### Text block
___
The updated results cover new decisions on five preferential tax regimes. According to the press release, a total of 319 tax regimes have been reviewed, or are under review by the Forum on Harmful Tax Practices (FHTP). This latest review reflects that three regimes have been abolished (one for Aruba and two for San Marino). Additionally, a regime for Jordan has been amended to align with the standard and is now considered nonharmful, and a regime for Albania is currently in the process of being amended. No regimes are identified as currently under review.
Detailed discussion
Background
On 5 October 2015, the OECD released its final report on Action 5, Countering Harmful Tax Practices More Effectively, Taking into Account Transparency and Substance (the Action 5 Report) under its BEPS Action Plan.1 The Action 5 Report covers two main areas: (i) applying the “substantial activity” criterion when determining whether tax regimes are harmful; and (ii) improving transparency. The Action 5 Report also includes a strategy to expand the review of preferential regimes to third countries beyond the OECD/G20 countries.
This expansion has been executed through the Inclusive Framework on BEPS, which currently has 143 member jurisdictions.2 Each member jurisdiction has committed to the 2015 BEPS package and its effective implementation, including fulfilment of the minimum standard under Action 5. This means that the existing preferential tax regimes of the Inclusive Framework member jurisdictions have been reviewed based on the Action 5 criteria.
Since the OECD’s publication of the 2017 Progress Report on Action 5,3 the FHTP has continued its work reviewing preferential regimes within the scope of BEPS Action 5. Prior to this 2023 update, the OECD released nine earlier updates to the reviews of preferential tax regimes. The OECD also has released four updates to the reviews of the standard on substantial activities factor for “no- or only-nominal tax” jurisdictions.
Updated conclusions of the preferential tax regimes review
On 21 June 2023, the OECD released an update on the results of the peer reviews for five preferential tax regimes, which had been approved by the Inclusive Framework on 9 June 2023. According to the updated results for the regimes reviewed, the “investment promotion” regime of Aruba was abolished and the IP regime and the new companies regime of San Marino also were abolished. In addition, the “Aqaba special economic zone” of Jordan was amended and regarded as not harmful. Lastly, the “industries incentive (software production/ development)” of Albania is in the process of being amended.
___
### Set problem 1
According to the tax regime text, how many member jurisdictions does the Inclusive Framework on BEPS currently have?
### Set problem 2
Transcribe the part of the tax regime text that opens with the words containing "Updated conclusions of" and closes with "is in the process of being amended.".
The items that come next were drawn from a separate source.

[Records excerpted from a collection]
___
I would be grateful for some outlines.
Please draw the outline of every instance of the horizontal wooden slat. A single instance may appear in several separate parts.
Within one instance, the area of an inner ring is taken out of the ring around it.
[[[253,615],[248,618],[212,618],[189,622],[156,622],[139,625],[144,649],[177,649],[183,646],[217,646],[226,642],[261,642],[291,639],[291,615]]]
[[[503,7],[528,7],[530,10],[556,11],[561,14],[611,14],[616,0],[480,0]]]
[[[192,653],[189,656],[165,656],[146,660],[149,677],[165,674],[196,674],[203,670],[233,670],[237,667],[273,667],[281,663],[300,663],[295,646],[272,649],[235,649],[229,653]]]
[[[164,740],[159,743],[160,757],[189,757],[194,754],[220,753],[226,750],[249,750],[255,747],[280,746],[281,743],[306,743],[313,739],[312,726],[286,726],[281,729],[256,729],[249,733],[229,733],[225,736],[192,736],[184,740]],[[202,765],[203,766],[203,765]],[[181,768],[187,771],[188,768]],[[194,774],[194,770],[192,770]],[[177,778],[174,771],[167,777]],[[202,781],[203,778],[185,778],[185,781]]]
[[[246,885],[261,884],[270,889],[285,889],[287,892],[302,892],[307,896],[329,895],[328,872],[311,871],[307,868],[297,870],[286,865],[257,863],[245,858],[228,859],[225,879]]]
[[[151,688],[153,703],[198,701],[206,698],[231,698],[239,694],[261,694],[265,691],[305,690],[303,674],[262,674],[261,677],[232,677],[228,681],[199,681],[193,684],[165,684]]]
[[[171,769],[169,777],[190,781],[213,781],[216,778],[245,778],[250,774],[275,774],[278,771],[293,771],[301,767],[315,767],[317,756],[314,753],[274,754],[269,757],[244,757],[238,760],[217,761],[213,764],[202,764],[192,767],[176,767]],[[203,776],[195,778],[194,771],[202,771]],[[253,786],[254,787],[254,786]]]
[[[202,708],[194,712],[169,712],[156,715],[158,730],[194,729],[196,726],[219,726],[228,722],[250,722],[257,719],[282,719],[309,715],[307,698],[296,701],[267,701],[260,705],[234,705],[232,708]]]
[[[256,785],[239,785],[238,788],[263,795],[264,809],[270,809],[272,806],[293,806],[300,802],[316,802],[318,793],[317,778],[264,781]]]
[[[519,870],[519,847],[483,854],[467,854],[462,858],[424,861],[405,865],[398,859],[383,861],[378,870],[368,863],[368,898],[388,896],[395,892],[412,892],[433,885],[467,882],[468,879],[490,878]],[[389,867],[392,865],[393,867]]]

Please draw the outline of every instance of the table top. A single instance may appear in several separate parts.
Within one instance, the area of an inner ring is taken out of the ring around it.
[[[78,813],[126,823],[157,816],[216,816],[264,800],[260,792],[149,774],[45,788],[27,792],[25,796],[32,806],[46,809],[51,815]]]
___
### Correct answer 1
143

### Correct answer 2
Updated conclusions of the preferential tax regimes review
On 21 June 2023, the OECD released an update on the results of the peer reviews for five preferential tax regimes, which had been approved by the Inclusive Framework on 9 June 2023. According to the updated results for the regimes reviewed, the “investment promotion” regime of Aruba was abolished and the IP regime and the new companies regime of San Marino also were abolished. In addition, the “Aqaba special economic zone” of Jordan was amended and regarded as not harmful. Lastly, the “industries incentive (software production/ development)” of Albania is in the process of being amended.